### TEXT SHOWN:
──────────

Over eleven women, who were selling their products at Phishoana Primary school, said they’re now excluded from doing their business at school.
The school is located at Ga-Rakgwatha in Zebediela under Lepelle Nkumpi Local Municipality (LNM).
This comes after the school principal ordered them to stop selling due to inception of covid-19 pandemic and the inception hard lockdown last year.
But the vendors now demand the school principal to allow them back at school to sell their products.
According to one of the vendors, Johanna Ledwaba, she said, she is now desperate as she was using her profit to support her family.
Johanna said they now depend on social grants of her four grandchildren as her husband is unemployed.
She said as vendors they demands to be reinstated at school.
“While we were waiting to be reinstated we overheard that some of the people were selling. We grouped ourselves and took to the school and asked the principal to reinstate us”.
“The principal promised to reinstate us but subsequently after a week, we again overheard that there’s a spaza shop at school which is currently operating,”
“While we were waiting we overheard that other people were selling and we went to the principal to ask when he’s calling us back. The principal promised to do that but after a week we heard that there’s a spaza shop in the school,” said Johanna.
She said they are confused because as community they agreed that no spaza shop was needed at school as we were already operating our business.
She also alleged that the spaza is owned by the principal.
But the chairperson of School Governing Body, Sarah Tolo defied the claim that the spaza is owned by the principal, and in that statement confirmed that there is indeed a spaza shop operating in the school premises.
“Our school falls under quintile 1 and such schools are permitted to have spaza shops,” said Sarah agreed that vendors were put on hold due to covid-19 argued that they would be reinstated after the pandemic.
But she failed to answer to the vendors concern of what will happen to them if the pandemic becomes a lifelong phenomenon.

──────────

### EXERCISE 1:
In the article about the vendors at Phishoana Primary school, where is the school located?
### EXERCISE 2:
Continue the article about the vendors at Phishoana Primary school, picking up after its final sentence.

### DATA EXTRACT:
──────────

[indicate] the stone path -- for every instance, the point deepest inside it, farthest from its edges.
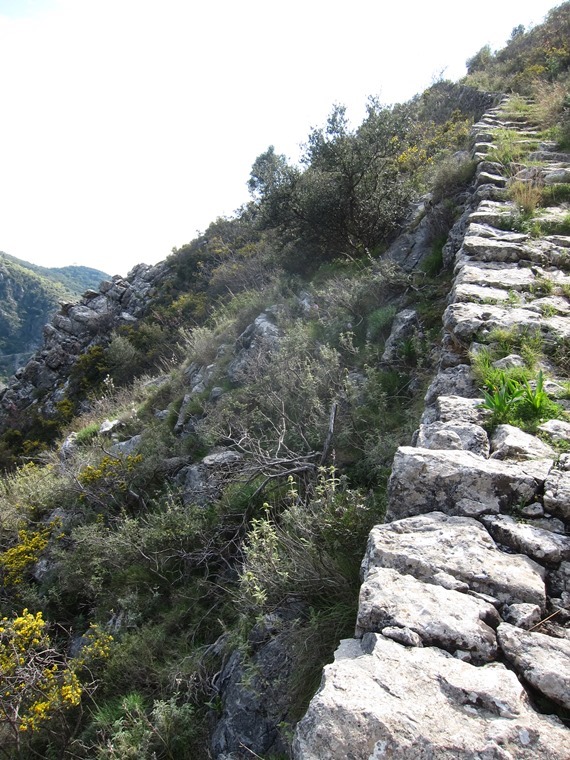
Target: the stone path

──────────

### WRITTEN ANSWER 1:
At Ga-Rakgwatha in Zebediela, under Lepelle Nkumpi Local Municipality (LNM).

### WRITTEN ANSWER 2:
“The spaza is owned by the school and we hired one person to operate it with the assistance of teachers during break.
Tolo concluded the phone call with the statement “I have a meeting that I have to run to, and I cannot continue with this call any longer”.
A community leader, Madimetja Tlomatsana, said the vendors asked him to intervene in this matter.
Tlomatsana said after being briefed by over 11 women regarding the matter he then wrote a letter directed to the principal and the SGB.
In a letter seen by the paper, Tlomatsana demanded reinstatement of the vendors who used to operate before the lockdown.
“Proof of process followed to have the spaza shop installed in the school’s premises. We want to see public notice and adjudicator’s process indicating criteria used to choose the operator of the spaza shop.
“It is clear that the provisions of Public Financed Management Act were not followed in the instalment of the spaza shop,” the letter stated.
In addition, Tlomatsana said this smells of conflict of interest and professional misconduct (in terms of SACE’s constitution) from the principal’s part.
He said he handed the letter of demand to the principal who then argued that the time frame in responding the letter was short notice and demanded two weeks to respond to the letter.
Meanwhile the spokesperson for the department, Tidimallo Chuene, acknowledges the media queries and promised to revert back to the paper after consulting her team regarding the matter.